> The records
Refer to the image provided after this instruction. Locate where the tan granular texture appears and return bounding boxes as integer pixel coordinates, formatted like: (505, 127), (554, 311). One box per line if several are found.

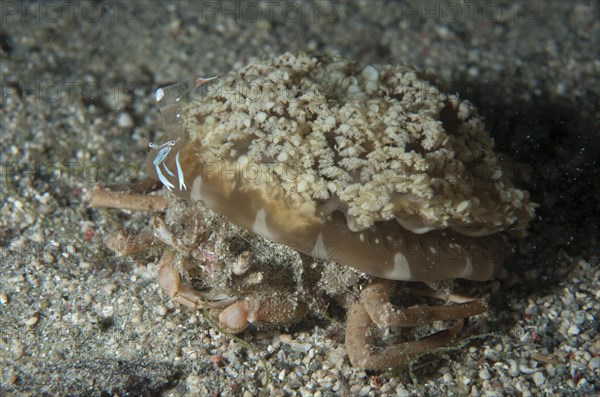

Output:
(186, 53), (535, 235)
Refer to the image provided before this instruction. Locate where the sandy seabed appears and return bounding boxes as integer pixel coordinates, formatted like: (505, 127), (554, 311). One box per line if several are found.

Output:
(0, 0), (600, 396)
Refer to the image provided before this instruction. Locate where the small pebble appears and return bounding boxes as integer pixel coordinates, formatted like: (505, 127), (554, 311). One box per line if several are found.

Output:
(479, 368), (492, 380)
(117, 112), (133, 128)
(533, 372), (546, 387)
(567, 324), (580, 335)
(588, 357), (600, 371)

> Problem to solve
Rewrite all of the records above, replacing "integer pixel coordinates" with "whole-number pixel coordinates" and leaving everything else unchanged. Omit the pictures.

> Exercise response
Refer to the image provided after this instruction. Locate where the tan granular texture appears and return bounding boxes as whole-number pixel coordinates, formatted like: (505, 127), (554, 311). One box per line if several are found.


Output:
(186, 53), (535, 235)
Refer to the image provided before this instruction. Locate where the sandy seabed appears and return bounding boxes as whole-number pixel coordinates, formatted like: (505, 127), (554, 311). One box per line if several are found.

Output:
(0, 0), (600, 396)
Refer to the image provided before this instruction. Locate where the small pebble appears and return bounding boxes as whole-number pixel coordinates, formatted like: (505, 127), (554, 311). One box per line if several are found.

Output:
(479, 368), (492, 380)
(117, 112), (133, 128)
(533, 372), (546, 387)
(567, 324), (580, 335)
(588, 357), (600, 371)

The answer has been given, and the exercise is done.